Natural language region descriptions
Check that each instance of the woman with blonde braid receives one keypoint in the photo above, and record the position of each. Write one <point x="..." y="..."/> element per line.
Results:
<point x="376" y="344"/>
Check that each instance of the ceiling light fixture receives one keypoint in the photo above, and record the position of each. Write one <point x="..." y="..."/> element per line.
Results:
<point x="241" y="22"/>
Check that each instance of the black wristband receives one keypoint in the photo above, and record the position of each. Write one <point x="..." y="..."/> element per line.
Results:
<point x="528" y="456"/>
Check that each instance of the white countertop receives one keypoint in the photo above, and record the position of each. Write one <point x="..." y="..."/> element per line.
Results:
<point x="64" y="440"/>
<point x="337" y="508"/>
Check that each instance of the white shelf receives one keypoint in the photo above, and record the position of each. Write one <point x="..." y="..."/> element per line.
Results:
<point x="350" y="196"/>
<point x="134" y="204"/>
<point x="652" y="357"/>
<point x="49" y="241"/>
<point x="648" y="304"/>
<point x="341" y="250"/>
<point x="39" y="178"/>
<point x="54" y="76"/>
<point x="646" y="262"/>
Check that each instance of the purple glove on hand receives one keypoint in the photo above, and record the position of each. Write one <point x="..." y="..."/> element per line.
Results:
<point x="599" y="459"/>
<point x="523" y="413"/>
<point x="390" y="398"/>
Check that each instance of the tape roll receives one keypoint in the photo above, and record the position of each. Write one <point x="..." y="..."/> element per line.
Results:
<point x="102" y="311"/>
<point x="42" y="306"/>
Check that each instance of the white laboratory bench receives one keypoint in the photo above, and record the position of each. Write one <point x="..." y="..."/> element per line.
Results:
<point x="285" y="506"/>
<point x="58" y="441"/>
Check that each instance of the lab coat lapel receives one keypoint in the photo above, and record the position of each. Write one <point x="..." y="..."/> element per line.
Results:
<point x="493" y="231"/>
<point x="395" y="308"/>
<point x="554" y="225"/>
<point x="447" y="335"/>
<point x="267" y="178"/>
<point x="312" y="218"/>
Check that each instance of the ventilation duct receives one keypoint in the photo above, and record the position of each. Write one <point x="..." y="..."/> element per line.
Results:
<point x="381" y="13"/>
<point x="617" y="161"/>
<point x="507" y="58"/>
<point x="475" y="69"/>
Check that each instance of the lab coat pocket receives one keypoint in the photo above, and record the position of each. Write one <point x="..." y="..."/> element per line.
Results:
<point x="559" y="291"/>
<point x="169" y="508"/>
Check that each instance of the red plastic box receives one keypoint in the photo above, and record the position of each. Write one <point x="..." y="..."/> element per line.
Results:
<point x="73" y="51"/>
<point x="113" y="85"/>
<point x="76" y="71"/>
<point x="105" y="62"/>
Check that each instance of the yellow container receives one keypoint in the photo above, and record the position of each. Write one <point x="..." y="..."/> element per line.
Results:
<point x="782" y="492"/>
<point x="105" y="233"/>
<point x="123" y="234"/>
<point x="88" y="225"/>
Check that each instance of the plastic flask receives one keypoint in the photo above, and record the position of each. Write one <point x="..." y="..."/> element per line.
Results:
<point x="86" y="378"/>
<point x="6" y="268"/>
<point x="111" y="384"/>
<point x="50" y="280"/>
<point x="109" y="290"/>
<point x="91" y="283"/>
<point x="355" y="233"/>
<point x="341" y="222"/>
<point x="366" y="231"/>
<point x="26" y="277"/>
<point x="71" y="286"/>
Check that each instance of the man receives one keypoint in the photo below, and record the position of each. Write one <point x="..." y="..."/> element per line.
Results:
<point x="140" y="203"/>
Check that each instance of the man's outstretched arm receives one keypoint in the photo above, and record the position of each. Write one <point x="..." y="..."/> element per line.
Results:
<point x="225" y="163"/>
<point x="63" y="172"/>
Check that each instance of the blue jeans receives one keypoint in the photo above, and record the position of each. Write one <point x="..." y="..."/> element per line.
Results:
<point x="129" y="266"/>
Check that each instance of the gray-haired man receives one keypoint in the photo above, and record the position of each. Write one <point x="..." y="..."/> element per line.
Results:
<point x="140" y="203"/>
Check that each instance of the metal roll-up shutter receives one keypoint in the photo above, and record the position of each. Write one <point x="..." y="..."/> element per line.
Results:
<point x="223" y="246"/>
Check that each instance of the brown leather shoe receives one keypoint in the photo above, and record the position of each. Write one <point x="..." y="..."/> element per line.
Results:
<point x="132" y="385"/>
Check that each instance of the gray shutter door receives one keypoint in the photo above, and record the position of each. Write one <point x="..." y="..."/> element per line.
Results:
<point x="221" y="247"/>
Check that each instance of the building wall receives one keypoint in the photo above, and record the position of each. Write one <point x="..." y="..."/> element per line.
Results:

GOAL OF THE EXERCISE: An exact copy of all the records is the expected answer.

ANSWER AREA:
Check that each instance of the woman with blonde braid receives one keypoint in the photo above, and record the position of each. Write one <point x="..." y="..."/> element per line.
Results:
<point x="376" y="344"/>
Check that each instance of the ceiling light fixture receives one keypoint in the photo above, and record the position of each. Write one <point x="..." y="..."/> element per line.
Results:
<point x="241" y="22"/>
Check that each instance of the black wristband receives one keypoint in the photo above, and record the position of each. Write one <point x="..." y="..."/> element per line.
Results:
<point x="528" y="456"/>
Check that each instance of the white countertop receives one keypoint in the photo above, and record the position of each. Write one <point x="..." y="..."/> element per line.
Results:
<point x="64" y="440"/>
<point x="337" y="508"/>
Check that each instance of the white shelf receives one keypoint in the photo above, and record the position of each. Write one <point x="..." y="..."/> element per line.
Results:
<point x="350" y="196"/>
<point x="134" y="204"/>
<point x="652" y="357"/>
<point x="49" y="241"/>
<point x="648" y="304"/>
<point x="341" y="250"/>
<point x="39" y="178"/>
<point x="54" y="76"/>
<point x="646" y="262"/>
Check that each instance of the purple glove on hand receives one keypoint in the photo above, and record the position of each. Write one <point x="..." y="..."/> element per line.
Results:
<point x="599" y="459"/>
<point x="523" y="413"/>
<point x="390" y="398"/>
Check that each instance of the tape roll receives one keypoint in the photo above, and record the position of each. Write one <point x="..." y="..."/> element per line.
Results:
<point x="102" y="311"/>
<point x="42" y="306"/>
Check that each instance of the white laboratory bench receives one keypoint in the photo above, and record the position of each. Write one <point x="..." y="..."/> element per line.
Results:
<point x="285" y="506"/>
<point x="58" y="441"/>
Check that each instance of the lab coat lapel receives one keypoint in the photo above, and record the position of each. Write one <point x="..." y="..."/> element per line.
Results:
<point x="493" y="231"/>
<point x="395" y="308"/>
<point x="554" y="225"/>
<point x="447" y="335"/>
<point x="267" y="178"/>
<point x="312" y="218"/>
Check that each instance of the ventilation duct receives one keypoint in the photo above, and record the position of each. Write one <point x="..." y="..."/> element per line.
Results:
<point x="381" y="13"/>
<point x="617" y="161"/>
<point x="507" y="58"/>
<point x="475" y="69"/>
Check that each instance of the lab coat pocket receives one keypoint in the photo above, and record the position of each. Write one <point x="..." y="..."/> element per line.
Results:
<point x="559" y="291"/>
<point x="169" y="508"/>
Check that each instance of the red plastic box receives one keypoint in the photo above, and record the position of each. Write one <point x="..." y="..."/> element per line.
Results:
<point x="73" y="51"/>
<point x="113" y="85"/>
<point x="76" y="71"/>
<point x="105" y="62"/>
Check that each instance of the yellow container receives one keypoint in the photo above, and record the position of each. Write one <point x="..." y="..."/> element per line.
Results:
<point x="782" y="492"/>
<point x="105" y="233"/>
<point x="123" y="234"/>
<point x="88" y="225"/>
Check that each instance of the plastic flask receives one keypoint in the photo above, and record the position of each. Write one <point x="..." y="..."/> element per line.
Results:
<point x="86" y="378"/>
<point x="6" y="268"/>
<point x="111" y="384"/>
<point x="50" y="280"/>
<point x="109" y="290"/>
<point x="91" y="283"/>
<point x="355" y="233"/>
<point x="341" y="222"/>
<point x="366" y="231"/>
<point x="26" y="277"/>
<point x="71" y="286"/>
Check that each instance of the man receives one keypoint in the photo below, and record the position of each. Write one <point x="..." y="..."/> element per line.
Results:
<point x="140" y="203"/>
Check that each instance of the man's outstretched arm receives one keypoint in the photo above, and record the position of each. Write one <point x="..." y="..."/> element per line.
Results:
<point x="225" y="163"/>
<point x="63" y="172"/>
Check that each instance of the blue jeans receives one keypoint in the photo above, and record the position of each. Write one <point x="..." y="..."/> element per line.
Results:
<point x="129" y="266"/>
Check that each instance of the gray-haired man receives one keypoint in the photo above, and record the position of each. Write one <point x="..." y="..."/> element per line.
Results:
<point x="140" y="203"/>
Check that each instance of the metal roll-up shutter receives one keypoint in the photo above, and record the position of each. Write one <point x="..." y="..."/> element per line.
Results:
<point x="223" y="246"/>
Check that each instance of the brown leather shoe receives one keypoint in the photo above, and record the position of each. Write one <point x="..." y="..."/> element per line.
Results:
<point x="132" y="385"/>
Check that each instance of the gray shutter door receives one keypoint in the photo above, and record the position of each. Write one <point x="..." y="..."/> element per line.
Results:
<point x="221" y="247"/>
Check that each instance of the building wall receives one keypoint in the photo above, and record the position of each. Write one <point x="..." y="..."/> element per line.
Results:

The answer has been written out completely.